● SHORT EXERCISE:
Repeat verbatim the lines of the data below, beginning with the line containing "cuff in the photo above." and continuing to the end.
+===+
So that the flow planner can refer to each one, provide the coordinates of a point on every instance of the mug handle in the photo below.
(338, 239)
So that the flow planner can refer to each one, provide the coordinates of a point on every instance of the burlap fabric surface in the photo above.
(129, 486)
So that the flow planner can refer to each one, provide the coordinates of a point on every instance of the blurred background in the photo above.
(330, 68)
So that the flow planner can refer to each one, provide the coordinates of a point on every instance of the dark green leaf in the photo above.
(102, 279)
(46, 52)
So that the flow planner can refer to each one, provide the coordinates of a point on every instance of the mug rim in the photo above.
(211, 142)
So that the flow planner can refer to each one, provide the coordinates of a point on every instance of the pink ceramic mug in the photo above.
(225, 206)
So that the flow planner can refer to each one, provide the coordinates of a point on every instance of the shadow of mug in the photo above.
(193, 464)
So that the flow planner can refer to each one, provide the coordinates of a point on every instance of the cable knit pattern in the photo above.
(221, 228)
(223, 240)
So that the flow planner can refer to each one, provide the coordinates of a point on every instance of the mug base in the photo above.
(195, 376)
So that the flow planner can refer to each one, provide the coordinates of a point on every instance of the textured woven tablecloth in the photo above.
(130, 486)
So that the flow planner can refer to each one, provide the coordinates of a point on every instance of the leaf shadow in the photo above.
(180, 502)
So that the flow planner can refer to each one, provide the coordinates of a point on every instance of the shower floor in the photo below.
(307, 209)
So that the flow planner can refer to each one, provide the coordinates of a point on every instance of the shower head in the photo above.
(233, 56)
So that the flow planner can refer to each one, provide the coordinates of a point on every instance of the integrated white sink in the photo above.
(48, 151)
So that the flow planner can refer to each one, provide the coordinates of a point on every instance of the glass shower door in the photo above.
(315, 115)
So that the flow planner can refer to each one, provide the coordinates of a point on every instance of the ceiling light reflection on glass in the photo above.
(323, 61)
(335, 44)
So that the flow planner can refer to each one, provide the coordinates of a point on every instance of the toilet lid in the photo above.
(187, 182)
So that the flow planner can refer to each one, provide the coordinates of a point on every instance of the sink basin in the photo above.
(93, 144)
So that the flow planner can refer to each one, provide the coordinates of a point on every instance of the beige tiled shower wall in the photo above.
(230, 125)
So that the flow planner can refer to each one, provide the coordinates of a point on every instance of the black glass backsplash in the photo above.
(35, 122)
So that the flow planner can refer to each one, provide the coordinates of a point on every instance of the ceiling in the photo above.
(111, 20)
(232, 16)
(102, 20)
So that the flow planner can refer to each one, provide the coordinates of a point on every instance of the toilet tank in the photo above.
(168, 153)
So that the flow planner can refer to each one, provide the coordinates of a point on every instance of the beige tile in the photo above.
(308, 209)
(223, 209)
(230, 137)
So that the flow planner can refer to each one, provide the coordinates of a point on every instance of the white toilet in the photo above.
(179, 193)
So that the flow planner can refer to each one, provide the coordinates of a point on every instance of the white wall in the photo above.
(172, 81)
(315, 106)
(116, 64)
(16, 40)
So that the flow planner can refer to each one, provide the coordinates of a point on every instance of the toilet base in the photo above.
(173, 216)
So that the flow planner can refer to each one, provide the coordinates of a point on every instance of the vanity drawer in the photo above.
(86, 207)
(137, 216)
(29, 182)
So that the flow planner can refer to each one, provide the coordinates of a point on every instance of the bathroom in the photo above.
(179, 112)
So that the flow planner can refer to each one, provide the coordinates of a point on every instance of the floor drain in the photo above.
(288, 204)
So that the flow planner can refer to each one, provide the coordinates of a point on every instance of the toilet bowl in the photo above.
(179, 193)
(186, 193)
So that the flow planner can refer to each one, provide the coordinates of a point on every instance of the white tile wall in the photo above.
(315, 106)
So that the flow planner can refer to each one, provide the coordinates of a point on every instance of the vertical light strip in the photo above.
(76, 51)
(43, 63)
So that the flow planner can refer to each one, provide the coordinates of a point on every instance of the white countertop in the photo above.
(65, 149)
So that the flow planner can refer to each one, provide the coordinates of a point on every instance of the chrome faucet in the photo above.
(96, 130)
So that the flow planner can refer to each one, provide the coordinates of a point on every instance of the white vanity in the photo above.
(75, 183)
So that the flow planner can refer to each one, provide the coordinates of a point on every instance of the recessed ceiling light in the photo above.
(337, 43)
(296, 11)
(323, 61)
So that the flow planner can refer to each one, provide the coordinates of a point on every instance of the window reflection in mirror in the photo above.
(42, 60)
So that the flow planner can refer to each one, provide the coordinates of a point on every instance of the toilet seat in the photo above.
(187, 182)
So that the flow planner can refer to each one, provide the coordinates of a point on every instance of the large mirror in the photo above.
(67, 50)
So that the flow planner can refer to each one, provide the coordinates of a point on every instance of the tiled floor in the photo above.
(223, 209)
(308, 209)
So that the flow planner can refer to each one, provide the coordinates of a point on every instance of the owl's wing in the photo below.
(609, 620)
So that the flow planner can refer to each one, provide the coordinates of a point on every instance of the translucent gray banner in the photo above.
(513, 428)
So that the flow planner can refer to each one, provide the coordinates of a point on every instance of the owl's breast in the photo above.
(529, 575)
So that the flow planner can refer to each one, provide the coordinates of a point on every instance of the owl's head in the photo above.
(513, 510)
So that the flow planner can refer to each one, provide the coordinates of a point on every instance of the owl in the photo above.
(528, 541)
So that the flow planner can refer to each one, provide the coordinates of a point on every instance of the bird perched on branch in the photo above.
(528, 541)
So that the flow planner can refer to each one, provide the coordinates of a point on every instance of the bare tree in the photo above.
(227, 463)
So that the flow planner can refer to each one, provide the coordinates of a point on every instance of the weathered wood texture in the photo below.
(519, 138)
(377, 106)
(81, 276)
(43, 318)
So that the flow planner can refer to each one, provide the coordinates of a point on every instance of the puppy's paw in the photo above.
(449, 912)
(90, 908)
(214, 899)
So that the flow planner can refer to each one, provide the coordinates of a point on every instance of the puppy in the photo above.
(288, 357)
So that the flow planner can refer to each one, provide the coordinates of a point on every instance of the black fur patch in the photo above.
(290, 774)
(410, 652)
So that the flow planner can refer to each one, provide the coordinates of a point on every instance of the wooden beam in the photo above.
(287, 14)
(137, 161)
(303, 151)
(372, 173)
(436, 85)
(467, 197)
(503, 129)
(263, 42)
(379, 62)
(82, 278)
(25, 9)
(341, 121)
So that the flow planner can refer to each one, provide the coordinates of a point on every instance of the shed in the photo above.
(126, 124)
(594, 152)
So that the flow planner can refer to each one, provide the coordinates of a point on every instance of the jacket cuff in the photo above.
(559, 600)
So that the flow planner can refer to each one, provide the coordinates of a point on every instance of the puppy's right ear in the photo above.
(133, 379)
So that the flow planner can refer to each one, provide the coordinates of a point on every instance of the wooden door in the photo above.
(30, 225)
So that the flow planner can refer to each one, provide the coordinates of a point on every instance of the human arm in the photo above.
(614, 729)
+===+
● RESPONSE TO THE EXERCISE:
So that the flow planner can refer to each one, provide the coordinates of a point on every instance of the jacket cuff in the photo above.
(559, 600)
So that the flow planner can refer to each one, provide the coordinates of a point on every instance of the puppy's right ear in the photo above.
(133, 379)
So that the flow planner can refer to each one, provide the coordinates of a point on every instance of the wooden door in the photo above.
(30, 225)
So that the flow planner can refer to each one, provide the coordinates of a point on every instance of the human arm in the photo above.
(614, 729)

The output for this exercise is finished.